Can you reproduce the data below word for word, beginning with its very first line and continuing through the line that contains "pixel 514 337", with that line included?

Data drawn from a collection
┄┄┄┄┄┄┄┄┄┄┄┄┄┄┄┄┄┄┄┄

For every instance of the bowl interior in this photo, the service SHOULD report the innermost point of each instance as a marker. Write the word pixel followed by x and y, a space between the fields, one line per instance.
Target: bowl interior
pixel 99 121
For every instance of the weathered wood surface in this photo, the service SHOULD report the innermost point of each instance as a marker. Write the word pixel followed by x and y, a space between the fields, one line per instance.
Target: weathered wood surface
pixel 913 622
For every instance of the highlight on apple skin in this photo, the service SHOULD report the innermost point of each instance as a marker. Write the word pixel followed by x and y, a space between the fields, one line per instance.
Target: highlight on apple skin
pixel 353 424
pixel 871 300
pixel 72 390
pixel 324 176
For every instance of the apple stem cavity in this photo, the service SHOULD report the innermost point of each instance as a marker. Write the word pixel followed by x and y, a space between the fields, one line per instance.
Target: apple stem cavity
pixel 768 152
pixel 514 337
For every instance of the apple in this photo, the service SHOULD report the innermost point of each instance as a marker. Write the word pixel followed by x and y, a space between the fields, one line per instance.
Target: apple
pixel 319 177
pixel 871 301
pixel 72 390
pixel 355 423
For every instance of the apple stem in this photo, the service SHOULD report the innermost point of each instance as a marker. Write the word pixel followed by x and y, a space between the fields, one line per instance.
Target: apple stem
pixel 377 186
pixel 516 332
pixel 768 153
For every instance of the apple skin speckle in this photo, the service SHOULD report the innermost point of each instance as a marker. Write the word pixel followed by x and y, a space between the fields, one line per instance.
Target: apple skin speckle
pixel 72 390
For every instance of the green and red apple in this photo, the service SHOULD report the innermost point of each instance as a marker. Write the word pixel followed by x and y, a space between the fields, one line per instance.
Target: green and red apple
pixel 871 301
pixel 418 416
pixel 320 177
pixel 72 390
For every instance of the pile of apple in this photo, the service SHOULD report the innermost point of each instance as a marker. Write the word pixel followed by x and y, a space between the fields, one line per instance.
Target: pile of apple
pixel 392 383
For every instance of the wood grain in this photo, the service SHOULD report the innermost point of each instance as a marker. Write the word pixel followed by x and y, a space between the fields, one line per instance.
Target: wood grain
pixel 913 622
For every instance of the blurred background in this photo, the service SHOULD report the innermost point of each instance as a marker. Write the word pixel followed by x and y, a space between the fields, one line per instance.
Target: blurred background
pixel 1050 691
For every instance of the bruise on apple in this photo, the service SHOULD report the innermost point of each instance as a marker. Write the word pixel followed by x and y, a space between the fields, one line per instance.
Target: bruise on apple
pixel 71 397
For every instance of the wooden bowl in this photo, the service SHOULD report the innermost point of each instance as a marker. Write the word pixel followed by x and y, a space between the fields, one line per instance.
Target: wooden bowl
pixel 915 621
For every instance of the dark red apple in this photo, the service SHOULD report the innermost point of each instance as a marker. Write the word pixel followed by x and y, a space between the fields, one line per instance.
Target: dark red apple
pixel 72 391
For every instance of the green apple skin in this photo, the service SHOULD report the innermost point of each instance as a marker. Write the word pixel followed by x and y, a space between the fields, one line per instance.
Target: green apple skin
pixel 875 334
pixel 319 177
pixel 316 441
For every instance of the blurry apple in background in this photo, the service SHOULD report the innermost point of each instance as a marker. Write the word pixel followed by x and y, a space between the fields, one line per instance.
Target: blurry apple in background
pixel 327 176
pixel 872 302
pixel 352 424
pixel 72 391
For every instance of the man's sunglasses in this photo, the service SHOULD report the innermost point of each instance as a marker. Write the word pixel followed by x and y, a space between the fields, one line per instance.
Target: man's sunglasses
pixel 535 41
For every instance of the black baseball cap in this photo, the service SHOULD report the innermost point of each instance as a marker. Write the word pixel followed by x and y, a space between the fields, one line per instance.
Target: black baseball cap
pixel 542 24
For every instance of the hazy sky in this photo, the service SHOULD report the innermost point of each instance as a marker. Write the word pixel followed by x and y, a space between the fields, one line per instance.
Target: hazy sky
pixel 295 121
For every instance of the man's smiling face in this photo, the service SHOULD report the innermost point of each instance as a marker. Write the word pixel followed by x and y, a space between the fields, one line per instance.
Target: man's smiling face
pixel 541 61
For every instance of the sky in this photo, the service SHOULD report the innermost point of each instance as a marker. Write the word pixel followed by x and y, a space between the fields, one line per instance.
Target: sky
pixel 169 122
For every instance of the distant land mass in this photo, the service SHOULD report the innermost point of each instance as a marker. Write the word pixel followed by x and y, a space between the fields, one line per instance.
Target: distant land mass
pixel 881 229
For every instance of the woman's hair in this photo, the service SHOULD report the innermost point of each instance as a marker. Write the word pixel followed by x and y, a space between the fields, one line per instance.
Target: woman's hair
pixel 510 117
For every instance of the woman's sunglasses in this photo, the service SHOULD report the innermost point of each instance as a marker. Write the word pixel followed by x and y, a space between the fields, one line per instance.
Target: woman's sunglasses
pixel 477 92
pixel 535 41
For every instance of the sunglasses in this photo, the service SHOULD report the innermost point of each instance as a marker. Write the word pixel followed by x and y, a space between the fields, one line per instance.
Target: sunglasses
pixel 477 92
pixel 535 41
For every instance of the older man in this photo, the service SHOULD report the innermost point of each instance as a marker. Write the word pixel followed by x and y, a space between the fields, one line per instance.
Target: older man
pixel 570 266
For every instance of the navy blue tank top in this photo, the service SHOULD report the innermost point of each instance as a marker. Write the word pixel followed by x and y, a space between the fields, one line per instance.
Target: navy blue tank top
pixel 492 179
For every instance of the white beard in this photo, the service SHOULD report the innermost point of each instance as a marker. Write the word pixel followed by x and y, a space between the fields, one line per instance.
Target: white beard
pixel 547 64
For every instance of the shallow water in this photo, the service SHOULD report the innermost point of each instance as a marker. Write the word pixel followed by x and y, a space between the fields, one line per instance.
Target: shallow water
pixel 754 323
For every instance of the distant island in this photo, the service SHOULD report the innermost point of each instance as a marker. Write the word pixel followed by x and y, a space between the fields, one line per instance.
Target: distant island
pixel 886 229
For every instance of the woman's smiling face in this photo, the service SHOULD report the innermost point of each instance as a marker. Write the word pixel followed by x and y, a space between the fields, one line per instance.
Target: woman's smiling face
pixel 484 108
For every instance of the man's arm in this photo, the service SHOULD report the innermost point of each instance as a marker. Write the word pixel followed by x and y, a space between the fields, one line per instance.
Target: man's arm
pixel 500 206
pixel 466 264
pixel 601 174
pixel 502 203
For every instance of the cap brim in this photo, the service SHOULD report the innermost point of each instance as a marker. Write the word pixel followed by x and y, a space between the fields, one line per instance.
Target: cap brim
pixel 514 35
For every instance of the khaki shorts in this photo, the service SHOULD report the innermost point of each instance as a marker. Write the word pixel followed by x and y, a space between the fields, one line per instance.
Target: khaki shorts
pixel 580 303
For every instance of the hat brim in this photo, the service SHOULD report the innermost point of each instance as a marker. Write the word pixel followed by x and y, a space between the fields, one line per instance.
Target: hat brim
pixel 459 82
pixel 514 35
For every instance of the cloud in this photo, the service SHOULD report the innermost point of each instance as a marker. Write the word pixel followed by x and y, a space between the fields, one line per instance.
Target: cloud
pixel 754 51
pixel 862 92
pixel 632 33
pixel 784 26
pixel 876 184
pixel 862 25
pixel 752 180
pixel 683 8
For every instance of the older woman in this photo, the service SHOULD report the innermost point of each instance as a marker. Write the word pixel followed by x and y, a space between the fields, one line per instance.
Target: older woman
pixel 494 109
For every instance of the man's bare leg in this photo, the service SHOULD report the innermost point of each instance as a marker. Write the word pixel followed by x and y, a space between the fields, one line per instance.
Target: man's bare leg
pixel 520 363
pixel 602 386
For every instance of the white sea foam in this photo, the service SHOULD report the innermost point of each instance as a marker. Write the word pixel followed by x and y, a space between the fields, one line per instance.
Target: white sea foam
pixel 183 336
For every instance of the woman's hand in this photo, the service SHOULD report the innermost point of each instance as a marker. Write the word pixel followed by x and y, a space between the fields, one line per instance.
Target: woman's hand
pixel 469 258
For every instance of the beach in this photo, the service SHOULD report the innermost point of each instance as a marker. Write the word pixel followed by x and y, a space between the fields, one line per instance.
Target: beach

┄┄┄┄┄┄┄┄┄┄┄┄┄┄┄┄┄┄┄┄

FINISHED ANSWER
For every instance of the bowl interior in this photo, the service SHOULD report the innermost point of each instance as a marker. Write the word pixel followed by x and y, a space between the fields, one line per instance.
Target: bowl interior
pixel 99 121
For every instance of the weathered wood surface in this photo, the service SHOULD report the innermost point of each instance as a marker. Write the word pixel followed by x and y, a space between the fields, one line per instance.
Target: weathered wood surface
pixel 913 622
For every instance of the highlight on apple skin in this photo, the service SHOULD report the innermost point of each instance as a marker. Write the word pixel followed by x and y, a space between the fields, one line per instance.
Target: highlight on apple skin
pixel 353 424
pixel 871 300
pixel 72 390
pixel 324 176
For every instance of the apple stem cavity in this photo, the service SHOULD report the innermost point of each instance as a marker. Write the word pixel followed by x and y, a space between the fields, one line per instance.
Target: apple stem cavity
pixel 768 152
pixel 514 337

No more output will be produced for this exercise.